[Elementos de etiquetado de contornos]
※

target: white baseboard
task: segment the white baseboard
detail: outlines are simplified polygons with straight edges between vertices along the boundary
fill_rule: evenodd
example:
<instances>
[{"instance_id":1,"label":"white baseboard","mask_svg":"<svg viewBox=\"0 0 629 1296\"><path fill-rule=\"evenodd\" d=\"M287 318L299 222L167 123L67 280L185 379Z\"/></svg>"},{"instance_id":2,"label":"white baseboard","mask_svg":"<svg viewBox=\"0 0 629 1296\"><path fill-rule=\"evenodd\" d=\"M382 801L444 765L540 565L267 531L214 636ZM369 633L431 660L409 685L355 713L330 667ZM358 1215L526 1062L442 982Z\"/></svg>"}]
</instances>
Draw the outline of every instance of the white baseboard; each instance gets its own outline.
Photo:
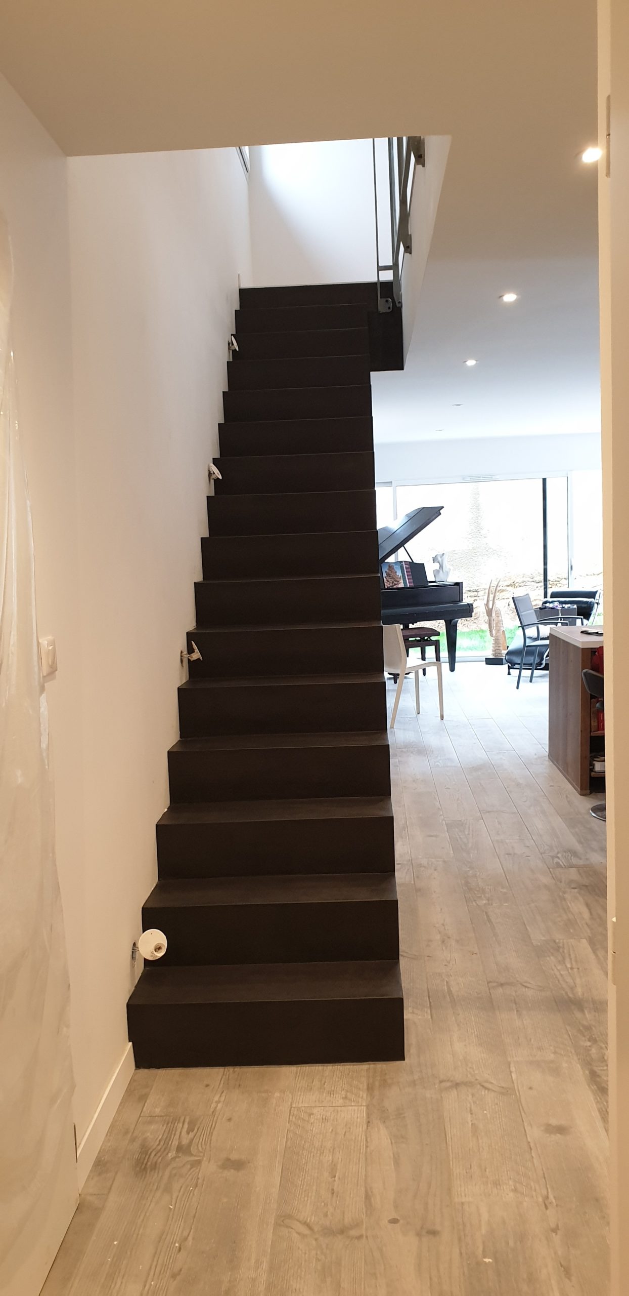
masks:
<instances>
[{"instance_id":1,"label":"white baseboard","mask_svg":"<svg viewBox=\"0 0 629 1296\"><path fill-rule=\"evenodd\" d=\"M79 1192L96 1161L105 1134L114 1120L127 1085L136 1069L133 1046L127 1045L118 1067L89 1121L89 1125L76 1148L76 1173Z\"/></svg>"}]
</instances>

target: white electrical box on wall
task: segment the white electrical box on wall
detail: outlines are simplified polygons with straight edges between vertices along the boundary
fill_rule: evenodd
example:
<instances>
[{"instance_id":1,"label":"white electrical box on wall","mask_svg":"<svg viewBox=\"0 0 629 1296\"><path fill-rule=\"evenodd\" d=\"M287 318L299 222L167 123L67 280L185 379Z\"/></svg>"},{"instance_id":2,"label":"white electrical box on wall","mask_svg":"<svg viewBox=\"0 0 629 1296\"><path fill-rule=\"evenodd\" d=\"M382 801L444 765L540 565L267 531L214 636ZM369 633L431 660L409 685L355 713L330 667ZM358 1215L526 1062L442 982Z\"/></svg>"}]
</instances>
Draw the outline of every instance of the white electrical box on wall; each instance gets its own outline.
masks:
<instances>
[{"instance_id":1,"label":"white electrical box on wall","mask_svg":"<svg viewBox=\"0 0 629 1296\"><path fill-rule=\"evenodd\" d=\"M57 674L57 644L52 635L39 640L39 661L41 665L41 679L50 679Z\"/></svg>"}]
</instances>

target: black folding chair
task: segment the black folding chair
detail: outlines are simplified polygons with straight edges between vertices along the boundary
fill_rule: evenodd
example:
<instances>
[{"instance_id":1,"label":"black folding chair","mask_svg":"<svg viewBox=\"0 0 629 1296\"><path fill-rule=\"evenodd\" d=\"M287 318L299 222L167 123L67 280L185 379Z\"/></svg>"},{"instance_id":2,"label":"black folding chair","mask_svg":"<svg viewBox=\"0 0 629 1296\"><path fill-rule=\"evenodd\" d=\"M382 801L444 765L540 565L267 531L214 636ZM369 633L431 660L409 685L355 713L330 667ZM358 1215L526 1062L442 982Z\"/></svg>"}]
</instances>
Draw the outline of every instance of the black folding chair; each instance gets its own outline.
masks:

※

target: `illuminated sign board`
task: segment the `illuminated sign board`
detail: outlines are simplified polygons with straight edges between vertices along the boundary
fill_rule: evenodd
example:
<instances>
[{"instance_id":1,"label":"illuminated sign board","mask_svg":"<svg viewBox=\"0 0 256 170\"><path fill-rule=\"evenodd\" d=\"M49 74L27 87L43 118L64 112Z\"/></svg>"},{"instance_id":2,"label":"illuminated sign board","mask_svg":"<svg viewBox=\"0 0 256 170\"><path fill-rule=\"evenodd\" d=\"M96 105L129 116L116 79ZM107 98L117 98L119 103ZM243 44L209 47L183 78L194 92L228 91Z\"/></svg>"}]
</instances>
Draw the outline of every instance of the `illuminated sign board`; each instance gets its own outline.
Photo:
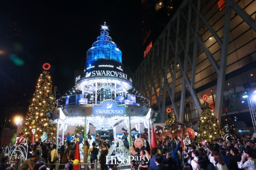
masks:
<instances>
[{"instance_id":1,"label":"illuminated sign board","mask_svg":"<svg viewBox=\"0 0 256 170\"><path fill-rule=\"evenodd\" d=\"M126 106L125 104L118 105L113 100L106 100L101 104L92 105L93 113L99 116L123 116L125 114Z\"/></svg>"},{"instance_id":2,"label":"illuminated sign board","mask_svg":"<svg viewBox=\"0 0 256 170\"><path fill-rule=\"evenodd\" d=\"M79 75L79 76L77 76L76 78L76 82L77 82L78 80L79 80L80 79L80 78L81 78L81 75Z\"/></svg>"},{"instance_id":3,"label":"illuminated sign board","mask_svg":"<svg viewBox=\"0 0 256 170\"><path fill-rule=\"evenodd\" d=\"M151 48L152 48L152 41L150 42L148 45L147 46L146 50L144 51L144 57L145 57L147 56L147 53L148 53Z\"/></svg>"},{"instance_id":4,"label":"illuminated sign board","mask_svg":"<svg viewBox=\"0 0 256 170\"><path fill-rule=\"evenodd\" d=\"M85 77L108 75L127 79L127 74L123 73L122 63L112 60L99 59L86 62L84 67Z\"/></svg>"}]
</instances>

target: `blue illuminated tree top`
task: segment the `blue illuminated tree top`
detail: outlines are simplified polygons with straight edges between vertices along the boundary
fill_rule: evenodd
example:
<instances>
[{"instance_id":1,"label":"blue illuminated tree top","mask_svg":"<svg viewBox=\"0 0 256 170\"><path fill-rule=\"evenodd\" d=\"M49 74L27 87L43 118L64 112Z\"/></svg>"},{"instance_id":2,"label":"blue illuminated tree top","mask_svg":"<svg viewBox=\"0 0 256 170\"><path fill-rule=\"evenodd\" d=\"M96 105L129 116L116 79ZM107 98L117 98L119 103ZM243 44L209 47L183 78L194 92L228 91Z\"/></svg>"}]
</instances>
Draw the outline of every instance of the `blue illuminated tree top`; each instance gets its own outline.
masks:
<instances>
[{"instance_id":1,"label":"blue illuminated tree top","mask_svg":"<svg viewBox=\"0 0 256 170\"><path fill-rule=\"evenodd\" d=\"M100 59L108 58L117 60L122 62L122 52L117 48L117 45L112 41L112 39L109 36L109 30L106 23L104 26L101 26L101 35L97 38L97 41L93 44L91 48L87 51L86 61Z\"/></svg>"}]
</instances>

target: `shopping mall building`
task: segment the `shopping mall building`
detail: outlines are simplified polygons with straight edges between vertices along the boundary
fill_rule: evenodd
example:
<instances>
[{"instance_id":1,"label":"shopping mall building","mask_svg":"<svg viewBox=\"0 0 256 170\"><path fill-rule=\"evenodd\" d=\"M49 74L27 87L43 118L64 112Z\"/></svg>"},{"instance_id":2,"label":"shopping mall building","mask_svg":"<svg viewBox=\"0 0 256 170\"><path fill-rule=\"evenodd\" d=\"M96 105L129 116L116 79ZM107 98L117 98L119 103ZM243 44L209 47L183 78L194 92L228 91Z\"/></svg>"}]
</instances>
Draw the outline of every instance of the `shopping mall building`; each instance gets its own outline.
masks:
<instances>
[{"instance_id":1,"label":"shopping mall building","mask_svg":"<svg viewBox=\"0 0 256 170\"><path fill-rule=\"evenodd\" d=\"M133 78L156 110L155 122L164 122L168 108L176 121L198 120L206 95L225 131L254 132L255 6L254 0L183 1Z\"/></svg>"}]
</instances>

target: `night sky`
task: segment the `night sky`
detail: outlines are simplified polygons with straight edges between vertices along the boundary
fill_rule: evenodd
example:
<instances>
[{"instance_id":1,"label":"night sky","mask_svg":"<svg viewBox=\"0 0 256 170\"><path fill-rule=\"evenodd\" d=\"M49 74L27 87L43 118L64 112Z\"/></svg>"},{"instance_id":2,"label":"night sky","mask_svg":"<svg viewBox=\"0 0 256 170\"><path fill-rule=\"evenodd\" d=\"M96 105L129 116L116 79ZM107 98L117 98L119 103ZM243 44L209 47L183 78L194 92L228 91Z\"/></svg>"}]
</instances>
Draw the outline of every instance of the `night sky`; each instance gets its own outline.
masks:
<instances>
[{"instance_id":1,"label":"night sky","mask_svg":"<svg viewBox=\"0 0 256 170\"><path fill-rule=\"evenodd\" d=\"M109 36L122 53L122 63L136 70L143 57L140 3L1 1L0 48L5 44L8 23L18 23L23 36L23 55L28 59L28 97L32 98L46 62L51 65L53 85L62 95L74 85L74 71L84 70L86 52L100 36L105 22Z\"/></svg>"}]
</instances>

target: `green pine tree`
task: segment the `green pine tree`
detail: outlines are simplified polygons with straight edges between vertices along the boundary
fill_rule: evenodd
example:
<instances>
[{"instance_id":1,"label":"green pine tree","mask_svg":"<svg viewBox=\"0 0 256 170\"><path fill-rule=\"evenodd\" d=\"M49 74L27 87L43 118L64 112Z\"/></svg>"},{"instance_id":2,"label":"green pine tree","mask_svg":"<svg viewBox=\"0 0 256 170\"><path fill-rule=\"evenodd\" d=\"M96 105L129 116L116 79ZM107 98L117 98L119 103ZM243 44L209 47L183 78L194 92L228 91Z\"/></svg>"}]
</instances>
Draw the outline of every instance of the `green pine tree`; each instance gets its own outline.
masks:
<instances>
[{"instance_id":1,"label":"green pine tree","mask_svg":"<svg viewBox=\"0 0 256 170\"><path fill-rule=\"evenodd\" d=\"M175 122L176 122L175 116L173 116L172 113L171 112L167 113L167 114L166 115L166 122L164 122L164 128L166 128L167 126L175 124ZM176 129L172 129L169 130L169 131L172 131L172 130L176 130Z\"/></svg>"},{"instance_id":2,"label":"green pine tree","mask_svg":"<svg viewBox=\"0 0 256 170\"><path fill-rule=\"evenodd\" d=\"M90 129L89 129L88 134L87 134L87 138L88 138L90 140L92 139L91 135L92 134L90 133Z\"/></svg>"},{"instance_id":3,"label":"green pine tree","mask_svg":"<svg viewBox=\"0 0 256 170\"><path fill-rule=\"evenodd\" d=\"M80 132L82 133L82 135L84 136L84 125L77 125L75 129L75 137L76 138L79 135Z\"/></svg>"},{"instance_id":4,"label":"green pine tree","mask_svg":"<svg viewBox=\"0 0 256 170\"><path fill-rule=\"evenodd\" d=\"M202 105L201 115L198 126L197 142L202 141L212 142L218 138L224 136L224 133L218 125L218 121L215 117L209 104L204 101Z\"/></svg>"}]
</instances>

※

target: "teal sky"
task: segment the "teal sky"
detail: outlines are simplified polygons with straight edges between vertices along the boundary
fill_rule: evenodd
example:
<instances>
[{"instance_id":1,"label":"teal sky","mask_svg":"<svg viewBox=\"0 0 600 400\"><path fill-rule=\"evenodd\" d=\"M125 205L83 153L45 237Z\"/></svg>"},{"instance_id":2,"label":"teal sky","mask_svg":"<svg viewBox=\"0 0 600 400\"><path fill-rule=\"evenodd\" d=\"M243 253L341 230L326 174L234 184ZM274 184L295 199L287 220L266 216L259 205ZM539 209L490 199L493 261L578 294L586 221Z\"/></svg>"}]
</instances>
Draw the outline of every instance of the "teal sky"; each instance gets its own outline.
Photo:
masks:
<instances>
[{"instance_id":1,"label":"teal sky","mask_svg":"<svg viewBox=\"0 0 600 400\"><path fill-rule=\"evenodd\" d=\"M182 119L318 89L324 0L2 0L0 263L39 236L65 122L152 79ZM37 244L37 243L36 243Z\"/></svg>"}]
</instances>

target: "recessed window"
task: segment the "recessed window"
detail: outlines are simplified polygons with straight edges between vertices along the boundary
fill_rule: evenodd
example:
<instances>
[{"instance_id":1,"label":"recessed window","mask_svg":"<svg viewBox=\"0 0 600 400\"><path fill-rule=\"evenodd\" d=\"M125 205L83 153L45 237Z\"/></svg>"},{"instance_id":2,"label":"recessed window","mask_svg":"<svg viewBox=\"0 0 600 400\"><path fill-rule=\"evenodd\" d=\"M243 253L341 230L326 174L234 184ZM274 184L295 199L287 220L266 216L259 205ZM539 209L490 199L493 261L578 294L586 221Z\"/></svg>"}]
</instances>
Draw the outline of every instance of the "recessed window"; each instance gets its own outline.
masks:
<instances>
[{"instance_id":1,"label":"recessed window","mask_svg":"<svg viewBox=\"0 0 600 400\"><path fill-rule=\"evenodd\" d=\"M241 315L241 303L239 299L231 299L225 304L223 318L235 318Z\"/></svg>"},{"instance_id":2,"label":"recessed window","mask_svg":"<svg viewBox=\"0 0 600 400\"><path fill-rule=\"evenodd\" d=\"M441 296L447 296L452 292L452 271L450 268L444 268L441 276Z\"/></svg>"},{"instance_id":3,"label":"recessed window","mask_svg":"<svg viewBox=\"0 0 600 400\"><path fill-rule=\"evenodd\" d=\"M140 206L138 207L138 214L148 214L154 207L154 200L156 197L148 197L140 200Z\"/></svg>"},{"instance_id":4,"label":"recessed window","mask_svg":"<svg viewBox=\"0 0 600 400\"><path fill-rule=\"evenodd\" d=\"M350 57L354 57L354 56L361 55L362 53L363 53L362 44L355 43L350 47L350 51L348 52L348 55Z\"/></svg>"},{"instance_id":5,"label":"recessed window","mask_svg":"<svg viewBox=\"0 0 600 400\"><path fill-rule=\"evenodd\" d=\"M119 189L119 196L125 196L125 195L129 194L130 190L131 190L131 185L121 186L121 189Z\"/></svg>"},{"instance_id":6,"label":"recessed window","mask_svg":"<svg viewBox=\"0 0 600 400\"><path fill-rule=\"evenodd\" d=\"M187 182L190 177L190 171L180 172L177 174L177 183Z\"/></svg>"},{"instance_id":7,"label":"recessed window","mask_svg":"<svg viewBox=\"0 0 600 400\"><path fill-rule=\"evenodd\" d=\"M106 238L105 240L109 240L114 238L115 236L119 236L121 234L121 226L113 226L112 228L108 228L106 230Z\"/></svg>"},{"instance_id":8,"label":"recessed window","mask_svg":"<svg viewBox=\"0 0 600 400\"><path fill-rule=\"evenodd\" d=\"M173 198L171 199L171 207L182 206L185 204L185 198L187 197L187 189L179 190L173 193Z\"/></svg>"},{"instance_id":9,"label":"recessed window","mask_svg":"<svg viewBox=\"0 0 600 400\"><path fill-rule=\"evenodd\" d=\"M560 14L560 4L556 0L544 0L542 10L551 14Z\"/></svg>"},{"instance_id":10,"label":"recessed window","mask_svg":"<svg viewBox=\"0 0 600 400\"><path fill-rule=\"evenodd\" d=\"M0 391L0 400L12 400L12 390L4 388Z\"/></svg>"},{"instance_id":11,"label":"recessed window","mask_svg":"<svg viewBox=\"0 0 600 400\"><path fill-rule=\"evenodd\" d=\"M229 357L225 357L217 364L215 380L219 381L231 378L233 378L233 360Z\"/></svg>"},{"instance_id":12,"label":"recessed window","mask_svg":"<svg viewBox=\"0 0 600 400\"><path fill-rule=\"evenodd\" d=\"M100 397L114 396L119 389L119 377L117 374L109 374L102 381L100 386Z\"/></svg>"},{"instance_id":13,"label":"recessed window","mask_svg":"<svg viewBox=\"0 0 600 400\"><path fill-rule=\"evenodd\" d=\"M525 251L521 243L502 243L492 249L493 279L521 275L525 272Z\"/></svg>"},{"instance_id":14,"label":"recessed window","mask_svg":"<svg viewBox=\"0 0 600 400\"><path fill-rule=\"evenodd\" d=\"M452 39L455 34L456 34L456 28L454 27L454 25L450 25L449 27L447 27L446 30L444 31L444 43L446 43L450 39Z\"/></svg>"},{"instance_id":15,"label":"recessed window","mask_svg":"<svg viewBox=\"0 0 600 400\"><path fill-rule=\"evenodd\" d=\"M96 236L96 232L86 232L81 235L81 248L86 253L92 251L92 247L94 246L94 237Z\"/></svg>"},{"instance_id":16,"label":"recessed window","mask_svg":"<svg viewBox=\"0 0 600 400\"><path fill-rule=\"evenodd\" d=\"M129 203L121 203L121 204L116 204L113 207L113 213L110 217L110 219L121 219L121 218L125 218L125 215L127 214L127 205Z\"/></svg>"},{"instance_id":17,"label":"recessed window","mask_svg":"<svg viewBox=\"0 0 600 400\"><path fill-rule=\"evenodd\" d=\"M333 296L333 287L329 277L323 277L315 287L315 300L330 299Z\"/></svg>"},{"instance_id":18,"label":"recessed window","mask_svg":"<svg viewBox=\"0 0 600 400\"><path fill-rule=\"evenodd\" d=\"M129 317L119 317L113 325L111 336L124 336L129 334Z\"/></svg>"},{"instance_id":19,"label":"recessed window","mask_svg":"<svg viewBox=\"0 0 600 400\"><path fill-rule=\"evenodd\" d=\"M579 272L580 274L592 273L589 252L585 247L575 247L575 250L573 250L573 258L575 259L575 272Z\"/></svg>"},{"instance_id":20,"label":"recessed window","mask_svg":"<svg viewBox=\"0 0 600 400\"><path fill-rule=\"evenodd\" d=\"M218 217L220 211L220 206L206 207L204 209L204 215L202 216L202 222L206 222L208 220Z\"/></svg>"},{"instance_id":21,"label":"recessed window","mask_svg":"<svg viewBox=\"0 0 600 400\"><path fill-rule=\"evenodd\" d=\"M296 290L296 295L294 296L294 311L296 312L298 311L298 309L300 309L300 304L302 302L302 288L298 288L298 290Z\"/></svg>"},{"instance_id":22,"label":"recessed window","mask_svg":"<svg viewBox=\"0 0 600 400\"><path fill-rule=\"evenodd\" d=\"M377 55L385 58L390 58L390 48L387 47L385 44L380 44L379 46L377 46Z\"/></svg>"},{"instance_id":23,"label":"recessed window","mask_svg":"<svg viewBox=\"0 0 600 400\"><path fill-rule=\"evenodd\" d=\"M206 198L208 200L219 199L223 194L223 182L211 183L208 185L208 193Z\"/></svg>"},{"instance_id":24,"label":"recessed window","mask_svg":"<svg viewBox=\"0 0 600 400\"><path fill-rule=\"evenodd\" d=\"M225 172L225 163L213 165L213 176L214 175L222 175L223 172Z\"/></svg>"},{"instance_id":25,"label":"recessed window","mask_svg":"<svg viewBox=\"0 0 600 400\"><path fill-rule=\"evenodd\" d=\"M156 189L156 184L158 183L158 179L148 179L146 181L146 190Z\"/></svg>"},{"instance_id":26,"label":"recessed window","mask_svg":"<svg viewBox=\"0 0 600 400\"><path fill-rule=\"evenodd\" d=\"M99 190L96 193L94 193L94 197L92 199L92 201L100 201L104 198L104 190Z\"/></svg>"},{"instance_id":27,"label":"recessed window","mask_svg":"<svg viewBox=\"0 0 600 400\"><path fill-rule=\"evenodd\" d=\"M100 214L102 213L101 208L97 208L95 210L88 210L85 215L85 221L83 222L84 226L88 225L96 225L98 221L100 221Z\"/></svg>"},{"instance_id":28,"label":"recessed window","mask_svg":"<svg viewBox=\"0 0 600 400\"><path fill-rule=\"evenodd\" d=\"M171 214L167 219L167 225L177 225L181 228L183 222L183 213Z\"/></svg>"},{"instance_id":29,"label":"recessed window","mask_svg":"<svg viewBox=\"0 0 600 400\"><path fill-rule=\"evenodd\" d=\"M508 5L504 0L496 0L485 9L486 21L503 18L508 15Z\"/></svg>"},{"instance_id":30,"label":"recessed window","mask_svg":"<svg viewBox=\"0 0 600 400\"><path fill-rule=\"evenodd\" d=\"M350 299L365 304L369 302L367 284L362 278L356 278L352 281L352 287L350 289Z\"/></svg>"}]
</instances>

※

TAREA: Selecciona y copia cada línea de los registros en la que aparezca la cadena "target". Ten en cuenta que se distinguen mayúsculas y minúsculas.

SOLUCIÓN:
target: white baseboard
target: white electrical box on wall
target: black folding chair
target: `illuminated sign board`
target: `blue illuminated tree top`
target: `shopping mall building`
target: `night sky`
target: `green pine tree`
target: "teal sky"
target: "recessed window"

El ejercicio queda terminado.